[TASKS]
1) In the system design guide, who is listed as the audience for Low Level Design?
2) From the system design guide, print the passage starting at "Scalability – Can" and ending at "as uptime %)".

[EXTRACT PROVIDED]
Whether you're preparing for interviews or building real systems, it covers the key concepts in one place—focusing on how things work, the trade-offs involved, and how to make practical design decisions.

1. System Design Fundamentals#

What is High Level Design (HLD)?#

High Level Design is the bird's-eye view of a system. You're not writing code here — you're deciding what components exist, how they talk to each other, and how the system behaves under load or failure.

Think of it as the blueprint before construction. HLD answers: What are we building and how does it fit together?

HLD vs LLD#

Aspect	High Level Design (HLD)	Low Level Design (LLD)
Focus	System architecture	Module/class internals
Audience	Architects, senior engineers	Developers
Output	Diagrams, component map	Class diagrams, DB schemas
Detail level	30,000 feet	Ground level
Example	"We use Kafka for async events"	"KafkaConsumer class with retry logic"

Key System Design Goals#

Scalability – Can the system handle 10x traffic without a rewrite?
Reliability – Does it work correctly even when parts fail?
Availability – Is it up when users need it? (Measured as uptime %)
Consistency – Do all nodes agree on the same data at the same time?

These four goals often conflict. More on that in the CAP Theorem section.

Functional vs Non-Functional Requirements#

Always split requirements before designing anything.

[Items stored in a collection]
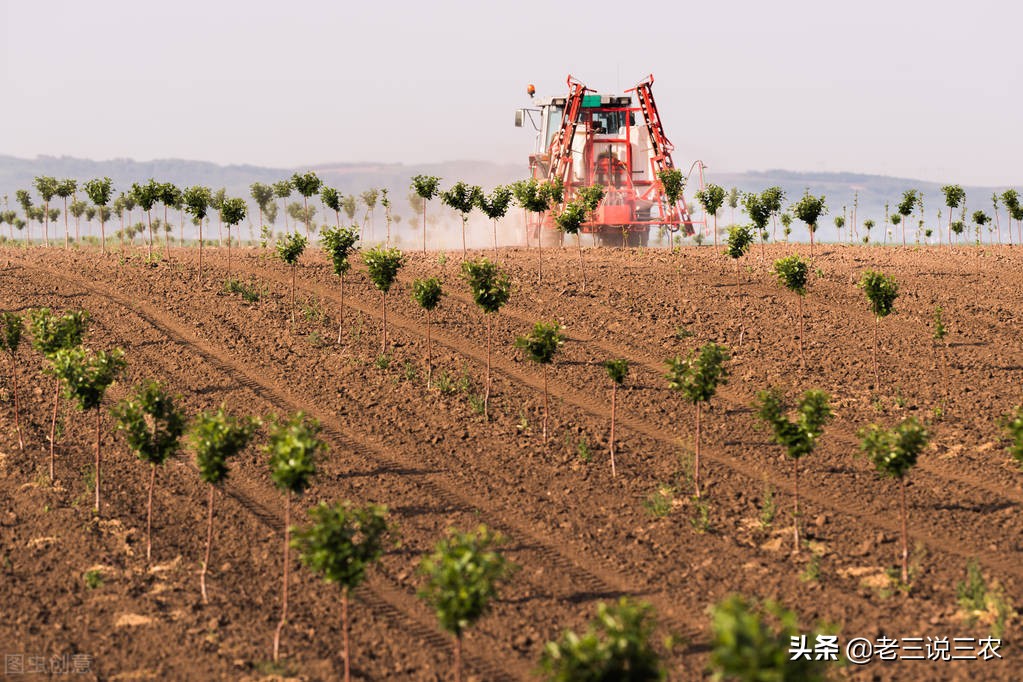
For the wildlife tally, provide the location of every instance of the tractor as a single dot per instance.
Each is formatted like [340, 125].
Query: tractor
[618, 141]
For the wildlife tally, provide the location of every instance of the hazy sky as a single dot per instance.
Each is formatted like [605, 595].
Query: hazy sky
[931, 90]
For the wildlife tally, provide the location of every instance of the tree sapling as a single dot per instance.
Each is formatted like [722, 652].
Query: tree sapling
[881, 291]
[11, 327]
[290, 248]
[152, 425]
[793, 273]
[491, 289]
[216, 438]
[383, 265]
[342, 543]
[540, 346]
[462, 578]
[893, 452]
[698, 377]
[799, 438]
[340, 244]
[294, 448]
[617, 371]
[86, 376]
[428, 293]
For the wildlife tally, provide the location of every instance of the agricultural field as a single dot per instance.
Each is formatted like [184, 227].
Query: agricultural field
[261, 336]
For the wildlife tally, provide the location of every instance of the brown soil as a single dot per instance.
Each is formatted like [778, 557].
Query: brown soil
[579, 535]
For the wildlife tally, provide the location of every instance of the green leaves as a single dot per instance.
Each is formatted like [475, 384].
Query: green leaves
[893, 452]
[197, 200]
[330, 197]
[798, 438]
[147, 194]
[953, 195]
[1013, 424]
[617, 370]
[217, 437]
[495, 206]
[909, 200]
[881, 291]
[46, 186]
[262, 194]
[746, 647]
[294, 447]
[233, 211]
[491, 287]
[462, 577]
[86, 375]
[793, 273]
[99, 190]
[383, 266]
[307, 184]
[615, 646]
[427, 186]
[51, 332]
[571, 218]
[291, 246]
[427, 292]
[11, 327]
[739, 240]
[339, 243]
[711, 198]
[343, 541]
[151, 422]
[809, 209]
[542, 343]
[673, 183]
[699, 375]
[757, 210]
[462, 197]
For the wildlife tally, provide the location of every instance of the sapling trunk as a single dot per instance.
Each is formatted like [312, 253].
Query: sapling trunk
[53, 424]
[544, 405]
[795, 503]
[696, 464]
[486, 393]
[457, 657]
[614, 397]
[148, 515]
[97, 461]
[905, 533]
[877, 379]
[384, 326]
[344, 630]
[201, 249]
[209, 546]
[17, 419]
[430, 352]
[582, 265]
[341, 316]
[802, 358]
[283, 601]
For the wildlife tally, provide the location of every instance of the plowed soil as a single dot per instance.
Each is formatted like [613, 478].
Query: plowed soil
[579, 535]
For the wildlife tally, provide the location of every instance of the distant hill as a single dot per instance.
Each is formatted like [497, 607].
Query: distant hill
[840, 189]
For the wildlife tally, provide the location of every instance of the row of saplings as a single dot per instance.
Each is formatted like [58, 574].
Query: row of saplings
[342, 541]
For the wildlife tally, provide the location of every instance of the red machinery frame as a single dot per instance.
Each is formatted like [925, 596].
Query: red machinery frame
[617, 213]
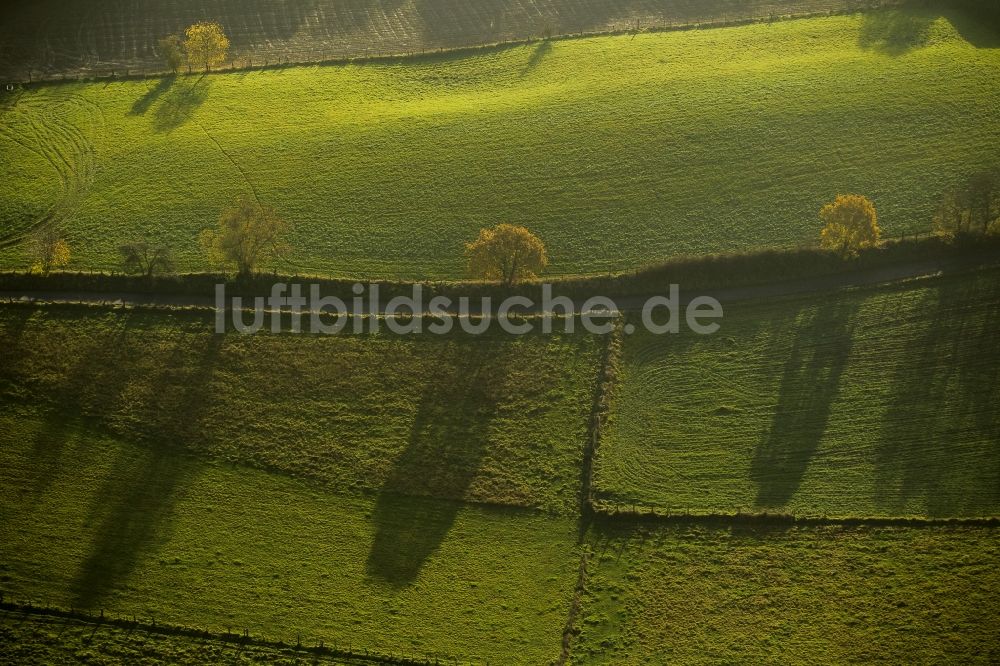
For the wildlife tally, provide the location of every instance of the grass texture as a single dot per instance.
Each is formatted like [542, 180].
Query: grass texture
[493, 418]
[832, 595]
[880, 402]
[49, 641]
[50, 36]
[151, 532]
[616, 151]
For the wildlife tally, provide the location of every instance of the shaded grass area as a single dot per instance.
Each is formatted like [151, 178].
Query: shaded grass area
[490, 418]
[832, 594]
[33, 640]
[96, 35]
[153, 532]
[617, 151]
[882, 402]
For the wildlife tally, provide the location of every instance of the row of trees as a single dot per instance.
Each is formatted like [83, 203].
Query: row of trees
[249, 234]
[850, 223]
[204, 45]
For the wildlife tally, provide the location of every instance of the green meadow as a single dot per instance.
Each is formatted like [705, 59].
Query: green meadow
[617, 151]
[876, 402]
[155, 533]
[817, 595]
[492, 418]
[29, 640]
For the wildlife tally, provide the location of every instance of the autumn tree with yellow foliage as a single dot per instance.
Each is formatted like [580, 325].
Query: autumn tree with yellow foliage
[48, 249]
[206, 45]
[508, 253]
[850, 224]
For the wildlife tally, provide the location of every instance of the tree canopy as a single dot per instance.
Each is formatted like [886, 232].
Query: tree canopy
[508, 253]
[206, 45]
[248, 234]
[850, 224]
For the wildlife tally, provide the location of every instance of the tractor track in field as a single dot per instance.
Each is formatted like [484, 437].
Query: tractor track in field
[65, 135]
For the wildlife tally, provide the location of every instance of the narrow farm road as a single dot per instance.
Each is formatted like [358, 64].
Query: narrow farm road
[631, 303]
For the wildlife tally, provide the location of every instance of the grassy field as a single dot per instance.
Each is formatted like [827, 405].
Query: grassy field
[882, 402]
[615, 150]
[147, 531]
[828, 595]
[99, 35]
[47, 641]
[495, 418]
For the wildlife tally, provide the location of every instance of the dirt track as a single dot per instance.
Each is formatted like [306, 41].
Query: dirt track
[775, 290]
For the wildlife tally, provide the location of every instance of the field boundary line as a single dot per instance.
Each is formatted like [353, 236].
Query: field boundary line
[612, 512]
[357, 655]
[607, 377]
[244, 63]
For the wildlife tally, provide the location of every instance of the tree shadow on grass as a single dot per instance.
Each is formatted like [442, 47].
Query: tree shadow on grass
[88, 392]
[939, 438]
[178, 104]
[448, 439]
[135, 500]
[895, 32]
[809, 385]
[541, 50]
[141, 105]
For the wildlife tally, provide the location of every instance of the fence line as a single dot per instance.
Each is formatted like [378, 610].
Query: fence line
[99, 618]
[141, 69]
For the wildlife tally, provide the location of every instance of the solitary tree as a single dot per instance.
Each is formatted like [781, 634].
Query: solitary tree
[172, 52]
[205, 44]
[48, 249]
[248, 234]
[144, 258]
[850, 224]
[507, 253]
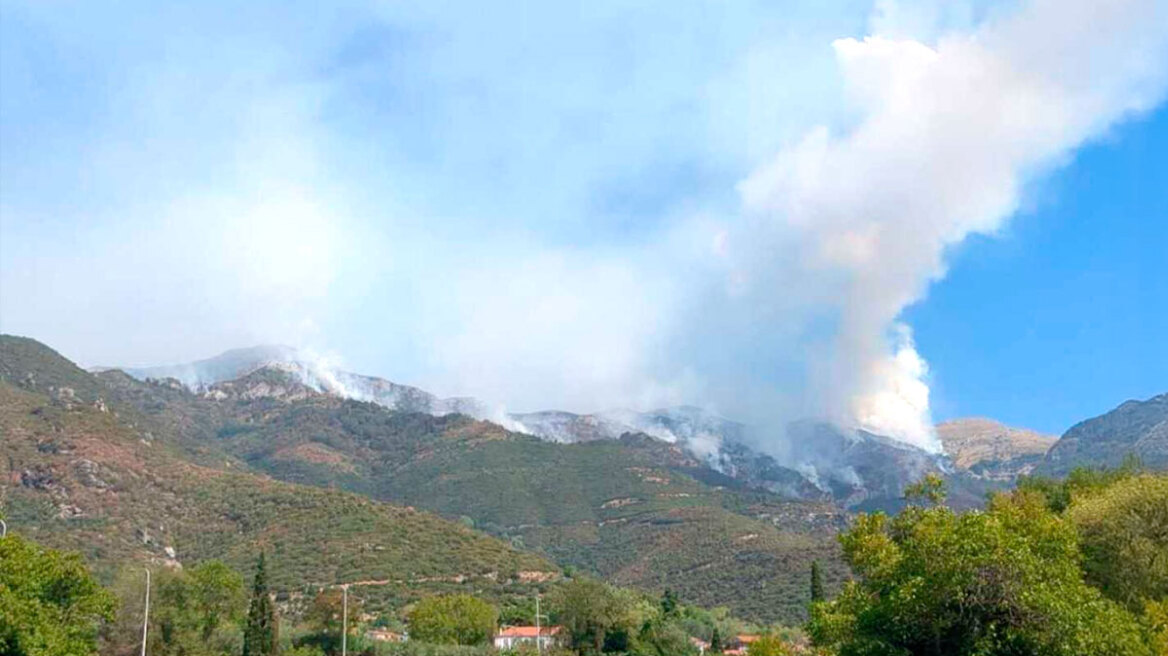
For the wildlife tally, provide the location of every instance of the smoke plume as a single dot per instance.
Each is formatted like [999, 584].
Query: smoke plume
[856, 223]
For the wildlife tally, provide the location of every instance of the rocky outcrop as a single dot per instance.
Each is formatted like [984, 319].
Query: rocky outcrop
[1133, 430]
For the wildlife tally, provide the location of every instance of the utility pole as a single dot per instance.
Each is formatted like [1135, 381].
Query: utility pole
[539, 630]
[146, 614]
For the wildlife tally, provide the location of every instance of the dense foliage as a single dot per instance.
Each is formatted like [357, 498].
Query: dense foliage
[49, 604]
[458, 619]
[259, 635]
[194, 612]
[1008, 580]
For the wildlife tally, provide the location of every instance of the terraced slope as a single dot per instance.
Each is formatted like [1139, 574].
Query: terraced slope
[635, 510]
[80, 475]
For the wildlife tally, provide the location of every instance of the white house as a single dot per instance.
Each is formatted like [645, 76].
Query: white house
[512, 637]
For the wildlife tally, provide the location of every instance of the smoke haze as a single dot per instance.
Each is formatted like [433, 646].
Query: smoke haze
[475, 209]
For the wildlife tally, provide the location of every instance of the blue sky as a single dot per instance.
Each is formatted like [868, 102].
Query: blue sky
[741, 206]
[1064, 315]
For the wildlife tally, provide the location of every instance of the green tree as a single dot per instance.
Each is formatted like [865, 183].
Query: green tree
[220, 597]
[259, 635]
[669, 604]
[716, 641]
[456, 619]
[1005, 580]
[325, 616]
[769, 646]
[1124, 537]
[817, 583]
[591, 612]
[49, 604]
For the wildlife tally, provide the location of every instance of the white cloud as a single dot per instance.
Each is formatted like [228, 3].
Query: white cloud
[947, 139]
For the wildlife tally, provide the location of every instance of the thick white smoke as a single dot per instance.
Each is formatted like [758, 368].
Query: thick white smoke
[946, 140]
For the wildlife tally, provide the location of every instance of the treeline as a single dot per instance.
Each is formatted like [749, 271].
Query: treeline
[1071, 567]
[1056, 567]
[51, 605]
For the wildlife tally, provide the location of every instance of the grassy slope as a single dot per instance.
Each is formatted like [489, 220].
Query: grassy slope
[628, 510]
[78, 476]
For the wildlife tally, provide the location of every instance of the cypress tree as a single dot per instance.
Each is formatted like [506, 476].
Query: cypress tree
[817, 583]
[259, 635]
[716, 641]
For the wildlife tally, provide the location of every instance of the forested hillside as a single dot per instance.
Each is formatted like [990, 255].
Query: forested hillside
[82, 474]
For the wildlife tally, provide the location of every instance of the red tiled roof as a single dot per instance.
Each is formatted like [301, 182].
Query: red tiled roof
[527, 632]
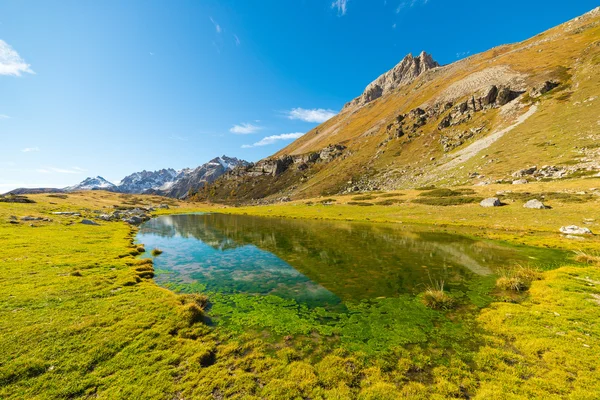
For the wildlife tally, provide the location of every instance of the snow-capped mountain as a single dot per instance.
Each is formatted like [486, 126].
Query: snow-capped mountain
[139, 182]
[206, 173]
[97, 183]
[166, 182]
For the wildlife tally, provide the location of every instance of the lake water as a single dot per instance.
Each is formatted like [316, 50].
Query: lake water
[321, 263]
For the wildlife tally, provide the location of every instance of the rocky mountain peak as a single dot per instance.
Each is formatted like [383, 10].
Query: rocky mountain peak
[406, 71]
[92, 184]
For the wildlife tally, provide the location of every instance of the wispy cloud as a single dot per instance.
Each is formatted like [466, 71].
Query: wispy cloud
[340, 5]
[217, 26]
[245, 129]
[50, 170]
[177, 137]
[273, 139]
[410, 3]
[11, 62]
[316, 115]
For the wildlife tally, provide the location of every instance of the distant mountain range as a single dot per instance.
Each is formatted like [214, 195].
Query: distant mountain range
[167, 182]
[516, 113]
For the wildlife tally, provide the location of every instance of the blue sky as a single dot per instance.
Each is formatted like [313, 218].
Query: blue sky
[112, 87]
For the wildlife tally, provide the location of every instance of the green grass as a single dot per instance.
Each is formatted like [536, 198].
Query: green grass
[81, 317]
[448, 201]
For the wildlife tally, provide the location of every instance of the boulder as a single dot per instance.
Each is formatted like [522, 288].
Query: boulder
[575, 230]
[491, 202]
[30, 218]
[543, 88]
[535, 204]
[489, 96]
[134, 220]
[524, 172]
[505, 96]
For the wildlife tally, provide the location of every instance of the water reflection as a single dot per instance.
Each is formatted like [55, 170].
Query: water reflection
[316, 262]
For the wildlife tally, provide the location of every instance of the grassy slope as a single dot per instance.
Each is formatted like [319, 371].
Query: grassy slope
[552, 136]
[78, 321]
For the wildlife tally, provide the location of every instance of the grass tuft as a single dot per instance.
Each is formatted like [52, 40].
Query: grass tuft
[517, 279]
[436, 298]
[587, 258]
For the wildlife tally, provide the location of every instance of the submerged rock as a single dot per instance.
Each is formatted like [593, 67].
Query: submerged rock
[535, 204]
[575, 230]
[491, 202]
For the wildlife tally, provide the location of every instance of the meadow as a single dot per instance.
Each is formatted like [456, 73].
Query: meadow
[81, 316]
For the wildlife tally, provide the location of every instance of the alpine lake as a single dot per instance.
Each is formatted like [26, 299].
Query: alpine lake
[353, 285]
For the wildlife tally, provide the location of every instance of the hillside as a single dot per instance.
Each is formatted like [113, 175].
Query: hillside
[488, 118]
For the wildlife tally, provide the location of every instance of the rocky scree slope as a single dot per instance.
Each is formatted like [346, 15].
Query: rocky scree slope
[407, 127]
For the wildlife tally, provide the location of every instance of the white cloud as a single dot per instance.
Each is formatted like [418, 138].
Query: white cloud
[410, 3]
[217, 26]
[272, 139]
[317, 115]
[49, 170]
[340, 5]
[11, 62]
[245, 129]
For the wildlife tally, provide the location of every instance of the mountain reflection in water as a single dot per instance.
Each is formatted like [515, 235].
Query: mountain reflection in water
[316, 262]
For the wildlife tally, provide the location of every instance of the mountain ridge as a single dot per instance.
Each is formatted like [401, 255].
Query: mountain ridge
[396, 139]
[166, 181]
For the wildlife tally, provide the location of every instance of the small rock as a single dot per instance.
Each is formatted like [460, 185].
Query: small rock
[491, 202]
[526, 171]
[575, 230]
[30, 218]
[535, 204]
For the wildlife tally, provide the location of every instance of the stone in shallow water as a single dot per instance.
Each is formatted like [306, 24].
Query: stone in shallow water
[535, 204]
[491, 202]
[575, 230]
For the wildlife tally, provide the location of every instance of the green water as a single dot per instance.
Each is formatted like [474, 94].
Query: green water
[321, 262]
[355, 285]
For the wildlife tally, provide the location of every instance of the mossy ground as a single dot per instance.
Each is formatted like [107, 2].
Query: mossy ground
[108, 331]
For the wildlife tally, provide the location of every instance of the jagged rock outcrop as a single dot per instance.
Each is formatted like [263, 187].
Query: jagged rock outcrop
[140, 182]
[409, 69]
[204, 174]
[97, 183]
[277, 166]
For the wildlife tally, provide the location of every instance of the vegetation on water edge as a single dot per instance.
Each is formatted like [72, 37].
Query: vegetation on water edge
[108, 331]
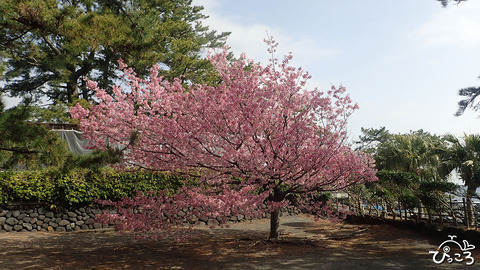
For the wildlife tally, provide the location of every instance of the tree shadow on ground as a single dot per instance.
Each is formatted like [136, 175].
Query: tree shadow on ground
[319, 247]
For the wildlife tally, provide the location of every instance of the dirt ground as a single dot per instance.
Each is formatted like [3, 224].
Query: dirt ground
[304, 244]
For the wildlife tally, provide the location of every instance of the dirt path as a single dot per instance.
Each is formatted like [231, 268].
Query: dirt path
[304, 244]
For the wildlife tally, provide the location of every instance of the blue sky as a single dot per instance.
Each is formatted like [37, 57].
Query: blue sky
[401, 61]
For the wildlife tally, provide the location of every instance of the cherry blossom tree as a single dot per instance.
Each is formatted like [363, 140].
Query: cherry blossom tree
[259, 135]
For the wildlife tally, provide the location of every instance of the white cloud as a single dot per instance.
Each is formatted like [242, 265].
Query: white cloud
[457, 25]
[248, 37]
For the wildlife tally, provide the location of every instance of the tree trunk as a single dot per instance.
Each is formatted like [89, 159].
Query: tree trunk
[277, 196]
[469, 217]
[274, 223]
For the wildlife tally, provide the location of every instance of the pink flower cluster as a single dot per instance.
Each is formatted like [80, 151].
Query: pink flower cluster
[258, 128]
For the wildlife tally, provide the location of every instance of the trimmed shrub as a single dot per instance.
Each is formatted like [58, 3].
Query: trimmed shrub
[81, 186]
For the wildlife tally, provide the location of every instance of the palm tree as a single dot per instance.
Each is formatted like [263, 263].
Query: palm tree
[463, 156]
[417, 153]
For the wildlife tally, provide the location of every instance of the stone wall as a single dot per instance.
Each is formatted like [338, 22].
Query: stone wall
[32, 218]
[25, 218]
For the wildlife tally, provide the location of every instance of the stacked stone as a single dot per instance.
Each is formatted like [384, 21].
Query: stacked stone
[28, 218]
[15, 219]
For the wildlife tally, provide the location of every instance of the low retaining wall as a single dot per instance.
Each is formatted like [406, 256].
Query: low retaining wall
[26, 218]
[433, 230]
[32, 218]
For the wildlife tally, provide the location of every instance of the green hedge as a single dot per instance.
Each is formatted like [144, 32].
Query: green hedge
[80, 186]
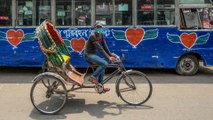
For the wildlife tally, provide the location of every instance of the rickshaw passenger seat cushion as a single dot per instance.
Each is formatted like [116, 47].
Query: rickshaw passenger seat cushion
[50, 40]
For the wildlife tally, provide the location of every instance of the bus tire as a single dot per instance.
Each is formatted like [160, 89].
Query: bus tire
[187, 65]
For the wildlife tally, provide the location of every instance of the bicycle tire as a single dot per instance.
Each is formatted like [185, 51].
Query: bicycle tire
[133, 83]
[57, 98]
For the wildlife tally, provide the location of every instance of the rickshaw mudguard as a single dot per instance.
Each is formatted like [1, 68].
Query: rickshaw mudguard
[117, 81]
[49, 74]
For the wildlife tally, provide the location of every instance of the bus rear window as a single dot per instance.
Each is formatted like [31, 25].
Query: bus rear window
[6, 13]
[196, 18]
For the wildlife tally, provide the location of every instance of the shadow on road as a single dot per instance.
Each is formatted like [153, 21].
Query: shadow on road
[78, 106]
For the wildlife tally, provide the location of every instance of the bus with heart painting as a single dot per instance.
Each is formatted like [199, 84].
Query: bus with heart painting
[150, 33]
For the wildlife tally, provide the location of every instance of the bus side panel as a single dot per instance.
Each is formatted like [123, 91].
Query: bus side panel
[19, 47]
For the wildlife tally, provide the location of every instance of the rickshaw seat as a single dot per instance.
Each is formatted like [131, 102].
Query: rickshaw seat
[54, 48]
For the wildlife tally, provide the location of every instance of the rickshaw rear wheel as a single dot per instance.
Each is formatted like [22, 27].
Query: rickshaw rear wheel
[48, 94]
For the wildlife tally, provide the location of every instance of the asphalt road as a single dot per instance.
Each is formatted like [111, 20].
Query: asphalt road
[174, 98]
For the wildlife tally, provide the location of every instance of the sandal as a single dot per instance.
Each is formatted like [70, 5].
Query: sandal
[105, 90]
[93, 80]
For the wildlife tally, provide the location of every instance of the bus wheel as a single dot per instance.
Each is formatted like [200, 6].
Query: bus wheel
[187, 65]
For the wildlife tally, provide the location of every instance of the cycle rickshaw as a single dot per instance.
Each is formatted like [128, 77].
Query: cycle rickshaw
[49, 90]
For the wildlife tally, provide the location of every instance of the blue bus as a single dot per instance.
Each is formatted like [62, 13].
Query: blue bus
[151, 33]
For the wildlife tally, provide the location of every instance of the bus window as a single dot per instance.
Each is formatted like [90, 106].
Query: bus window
[6, 13]
[195, 1]
[82, 12]
[123, 12]
[145, 12]
[43, 11]
[104, 12]
[25, 12]
[190, 19]
[165, 12]
[207, 18]
[196, 18]
[63, 13]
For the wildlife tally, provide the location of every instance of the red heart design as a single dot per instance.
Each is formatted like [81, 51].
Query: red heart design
[188, 40]
[15, 37]
[78, 44]
[134, 36]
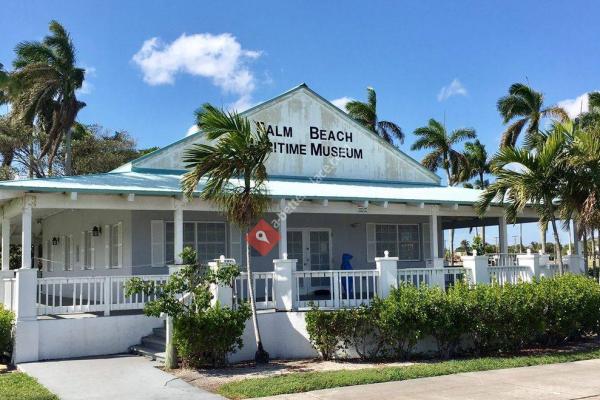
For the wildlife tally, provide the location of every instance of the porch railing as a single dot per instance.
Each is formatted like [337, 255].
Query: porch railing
[264, 289]
[90, 294]
[333, 289]
[502, 260]
[509, 275]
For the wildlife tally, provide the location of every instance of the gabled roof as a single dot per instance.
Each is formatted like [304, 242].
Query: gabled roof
[139, 164]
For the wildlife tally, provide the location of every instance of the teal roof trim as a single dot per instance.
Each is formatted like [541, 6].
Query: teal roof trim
[153, 184]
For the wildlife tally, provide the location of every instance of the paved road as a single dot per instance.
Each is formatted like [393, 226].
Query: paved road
[578, 380]
[113, 378]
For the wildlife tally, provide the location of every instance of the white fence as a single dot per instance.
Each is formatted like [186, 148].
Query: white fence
[264, 289]
[509, 275]
[333, 289]
[90, 294]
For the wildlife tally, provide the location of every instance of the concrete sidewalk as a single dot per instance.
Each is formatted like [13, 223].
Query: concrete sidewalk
[569, 381]
[112, 378]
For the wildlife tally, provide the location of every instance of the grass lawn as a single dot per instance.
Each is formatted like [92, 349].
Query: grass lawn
[20, 386]
[306, 381]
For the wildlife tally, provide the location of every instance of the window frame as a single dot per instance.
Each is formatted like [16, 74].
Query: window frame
[195, 223]
[398, 242]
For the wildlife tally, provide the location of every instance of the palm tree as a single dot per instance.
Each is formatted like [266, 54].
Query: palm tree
[528, 178]
[47, 79]
[366, 114]
[479, 165]
[524, 107]
[234, 169]
[435, 138]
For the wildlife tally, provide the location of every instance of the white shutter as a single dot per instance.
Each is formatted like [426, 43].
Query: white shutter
[107, 234]
[235, 243]
[71, 253]
[93, 239]
[426, 241]
[371, 243]
[82, 251]
[157, 240]
[120, 244]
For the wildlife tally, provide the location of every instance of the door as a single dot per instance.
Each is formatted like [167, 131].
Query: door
[312, 248]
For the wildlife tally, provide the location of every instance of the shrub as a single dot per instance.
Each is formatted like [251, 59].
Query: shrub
[448, 318]
[7, 319]
[403, 319]
[493, 318]
[206, 337]
[326, 330]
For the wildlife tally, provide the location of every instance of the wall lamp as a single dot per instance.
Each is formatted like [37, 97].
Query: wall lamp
[96, 231]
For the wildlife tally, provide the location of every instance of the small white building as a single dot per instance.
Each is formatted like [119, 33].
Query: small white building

[ANSWERS FOR THE TASKS]
1) Developers.

2)
Scalability – Can the system handle 10x traffic without a rewrite?
Reliability – Does it work correctly even when parts fail?
Availability – Is it up when users need it? (Measured as uptime %)